### What you will do:
Please reproduce the rows below word for word, from the line containing "of the tail" through the end of the rows.

### Data for this task:
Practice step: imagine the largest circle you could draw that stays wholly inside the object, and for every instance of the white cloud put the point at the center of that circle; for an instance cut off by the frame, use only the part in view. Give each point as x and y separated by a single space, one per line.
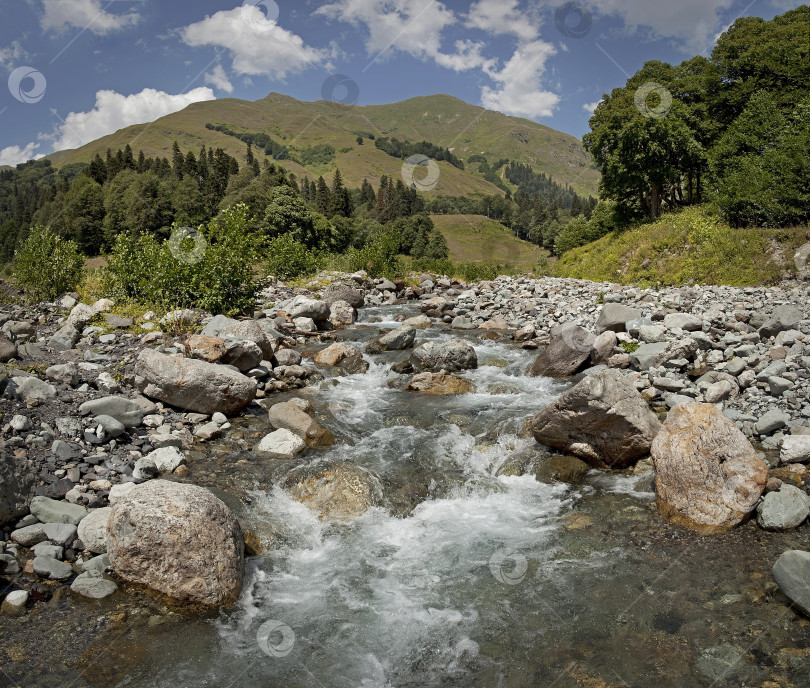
114 111
692 23
13 155
520 90
89 14
410 27
257 44
10 55
503 17
219 79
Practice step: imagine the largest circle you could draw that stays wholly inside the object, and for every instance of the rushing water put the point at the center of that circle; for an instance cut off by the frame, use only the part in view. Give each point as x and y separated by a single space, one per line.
471 572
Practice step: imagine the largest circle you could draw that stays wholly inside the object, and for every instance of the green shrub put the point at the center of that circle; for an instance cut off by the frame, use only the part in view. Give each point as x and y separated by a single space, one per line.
213 272
287 258
47 265
378 257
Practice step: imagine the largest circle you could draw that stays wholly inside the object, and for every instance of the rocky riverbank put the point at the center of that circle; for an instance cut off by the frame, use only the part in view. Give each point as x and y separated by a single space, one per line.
98 408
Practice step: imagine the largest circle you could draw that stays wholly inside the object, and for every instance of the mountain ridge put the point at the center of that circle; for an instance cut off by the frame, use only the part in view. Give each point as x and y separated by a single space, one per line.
441 119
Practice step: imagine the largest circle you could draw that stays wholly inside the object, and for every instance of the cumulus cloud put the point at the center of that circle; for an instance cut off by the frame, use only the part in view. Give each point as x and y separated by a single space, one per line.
503 17
257 44
520 83
13 155
691 23
10 55
84 14
114 111
219 79
411 27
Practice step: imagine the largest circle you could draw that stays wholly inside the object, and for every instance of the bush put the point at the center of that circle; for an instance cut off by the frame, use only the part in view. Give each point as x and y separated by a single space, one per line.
378 257
47 265
213 272
288 258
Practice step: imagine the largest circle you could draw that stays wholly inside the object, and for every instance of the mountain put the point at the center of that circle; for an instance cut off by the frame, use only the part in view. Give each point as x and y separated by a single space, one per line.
442 120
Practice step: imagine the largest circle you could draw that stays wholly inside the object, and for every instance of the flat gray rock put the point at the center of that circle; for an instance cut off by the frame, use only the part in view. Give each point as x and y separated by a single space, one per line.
92 584
47 567
792 573
49 510
124 410
784 509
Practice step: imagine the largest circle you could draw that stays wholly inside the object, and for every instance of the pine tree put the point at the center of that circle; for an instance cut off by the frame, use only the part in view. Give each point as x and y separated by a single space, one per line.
323 197
178 161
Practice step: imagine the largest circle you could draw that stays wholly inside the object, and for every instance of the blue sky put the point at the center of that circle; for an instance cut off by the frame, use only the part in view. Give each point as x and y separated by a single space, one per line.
80 69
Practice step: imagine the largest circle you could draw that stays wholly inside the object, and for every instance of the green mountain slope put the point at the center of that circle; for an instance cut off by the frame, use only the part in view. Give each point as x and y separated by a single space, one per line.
443 120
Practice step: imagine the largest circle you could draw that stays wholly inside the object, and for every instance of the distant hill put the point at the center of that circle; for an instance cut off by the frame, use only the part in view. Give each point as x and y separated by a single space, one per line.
443 120
478 239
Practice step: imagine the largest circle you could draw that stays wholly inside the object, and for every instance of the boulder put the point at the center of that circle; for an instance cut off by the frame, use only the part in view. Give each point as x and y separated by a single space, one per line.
644 357
615 316
17 483
792 574
205 348
302 307
440 384
14 603
63 373
795 449
341 313
343 292
602 348
559 468
93 584
683 321
783 509
48 567
125 411
603 420
193 385
179 540
280 444
398 339
782 319
8 349
289 416
335 492
708 476
93 530
112 426
287 357
251 331
24 388
52 511
167 459
242 353
452 355
336 353
570 347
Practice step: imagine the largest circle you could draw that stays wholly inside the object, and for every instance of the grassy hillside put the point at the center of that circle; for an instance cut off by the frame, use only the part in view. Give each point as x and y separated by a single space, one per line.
687 247
443 120
477 238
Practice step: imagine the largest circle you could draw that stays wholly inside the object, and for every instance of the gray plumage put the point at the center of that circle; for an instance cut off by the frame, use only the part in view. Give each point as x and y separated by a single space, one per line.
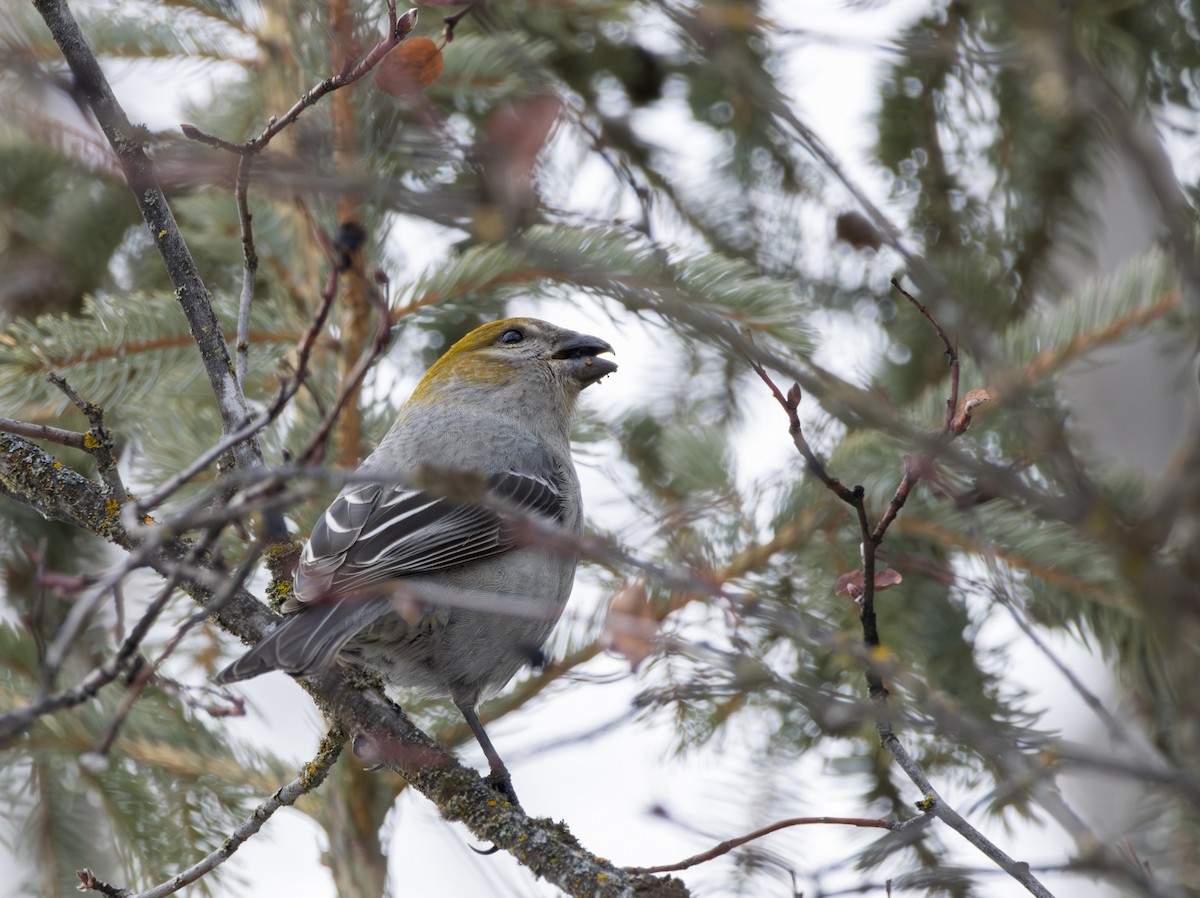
411 576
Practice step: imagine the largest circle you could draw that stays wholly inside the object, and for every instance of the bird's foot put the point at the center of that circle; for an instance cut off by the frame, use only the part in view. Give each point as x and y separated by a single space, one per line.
366 750
502 782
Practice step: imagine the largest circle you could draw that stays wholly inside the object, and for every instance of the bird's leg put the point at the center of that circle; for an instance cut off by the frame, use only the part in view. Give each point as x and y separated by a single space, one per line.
499 778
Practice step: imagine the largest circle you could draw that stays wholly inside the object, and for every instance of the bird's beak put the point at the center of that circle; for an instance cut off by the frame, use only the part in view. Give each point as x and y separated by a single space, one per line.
580 352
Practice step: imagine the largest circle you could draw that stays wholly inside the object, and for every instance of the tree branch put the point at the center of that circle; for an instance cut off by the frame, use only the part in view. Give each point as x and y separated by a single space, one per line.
33 477
139 173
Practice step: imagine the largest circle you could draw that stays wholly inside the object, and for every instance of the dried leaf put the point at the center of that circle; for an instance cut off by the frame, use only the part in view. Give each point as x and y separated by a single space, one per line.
851 582
411 67
969 406
630 626
856 229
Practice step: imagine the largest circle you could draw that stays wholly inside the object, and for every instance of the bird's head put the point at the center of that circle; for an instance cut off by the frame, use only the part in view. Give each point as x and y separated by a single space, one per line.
522 359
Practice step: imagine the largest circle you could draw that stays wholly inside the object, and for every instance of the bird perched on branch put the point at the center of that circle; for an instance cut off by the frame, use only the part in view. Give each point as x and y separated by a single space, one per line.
447 569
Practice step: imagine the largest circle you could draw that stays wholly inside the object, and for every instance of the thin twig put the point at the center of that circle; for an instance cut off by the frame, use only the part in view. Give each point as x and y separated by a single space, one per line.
724 848
399 28
40 431
97 441
249 269
142 178
354 378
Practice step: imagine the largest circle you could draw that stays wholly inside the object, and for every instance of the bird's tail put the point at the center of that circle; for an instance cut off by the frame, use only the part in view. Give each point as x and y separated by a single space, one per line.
309 640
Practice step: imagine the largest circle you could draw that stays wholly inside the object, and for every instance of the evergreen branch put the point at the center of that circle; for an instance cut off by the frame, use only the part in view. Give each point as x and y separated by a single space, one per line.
135 347
865 598
34 478
310 779
139 173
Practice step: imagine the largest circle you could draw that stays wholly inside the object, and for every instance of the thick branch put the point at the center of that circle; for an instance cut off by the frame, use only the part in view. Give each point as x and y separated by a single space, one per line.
33 477
190 291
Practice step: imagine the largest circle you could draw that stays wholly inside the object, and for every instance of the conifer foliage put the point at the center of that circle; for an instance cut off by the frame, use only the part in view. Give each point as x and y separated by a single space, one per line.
879 450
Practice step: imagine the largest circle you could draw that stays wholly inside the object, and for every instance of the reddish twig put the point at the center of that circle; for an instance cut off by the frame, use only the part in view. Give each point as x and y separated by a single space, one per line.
399 28
40 431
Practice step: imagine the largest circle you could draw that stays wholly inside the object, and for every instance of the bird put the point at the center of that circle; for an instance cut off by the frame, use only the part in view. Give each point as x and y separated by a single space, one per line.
426 567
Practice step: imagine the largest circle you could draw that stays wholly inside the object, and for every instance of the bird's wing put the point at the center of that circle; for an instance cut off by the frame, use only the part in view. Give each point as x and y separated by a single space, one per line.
372 533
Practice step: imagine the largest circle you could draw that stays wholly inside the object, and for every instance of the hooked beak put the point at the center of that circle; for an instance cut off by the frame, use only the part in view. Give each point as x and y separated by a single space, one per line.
580 352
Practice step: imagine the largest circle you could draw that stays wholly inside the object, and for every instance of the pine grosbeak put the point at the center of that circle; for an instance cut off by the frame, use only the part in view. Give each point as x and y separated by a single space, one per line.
433 591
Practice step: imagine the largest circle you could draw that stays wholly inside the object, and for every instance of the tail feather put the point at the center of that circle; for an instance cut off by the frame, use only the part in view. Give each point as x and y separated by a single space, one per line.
309 640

### Finished answer:
Practice step: imagine the largest circle you could draw that stays wholly inside the object, and for every instance of the tail feather put the point at the center of that circle; for an instance cut off by the frame, use only the part in view. Give each point as x and y separated by a single space, one per line.
309 640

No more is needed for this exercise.